Rows from a pointing dataset ▸
** Start **

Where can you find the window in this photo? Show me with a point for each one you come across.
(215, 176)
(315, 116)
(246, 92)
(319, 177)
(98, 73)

** End **

Written exercise ▸ Recast every line of the rows above as a JSON list of strings, one string per line, leaving out any blank lines.

Solution to the problem ▸
[
  "Where can you find the window in this photo? Show me with a point for each one you come across.",
  "(215, 176)",
  "(315, 116)",
  "(246, 92)",
  "(319, 177)",
  "(98, 73)"
]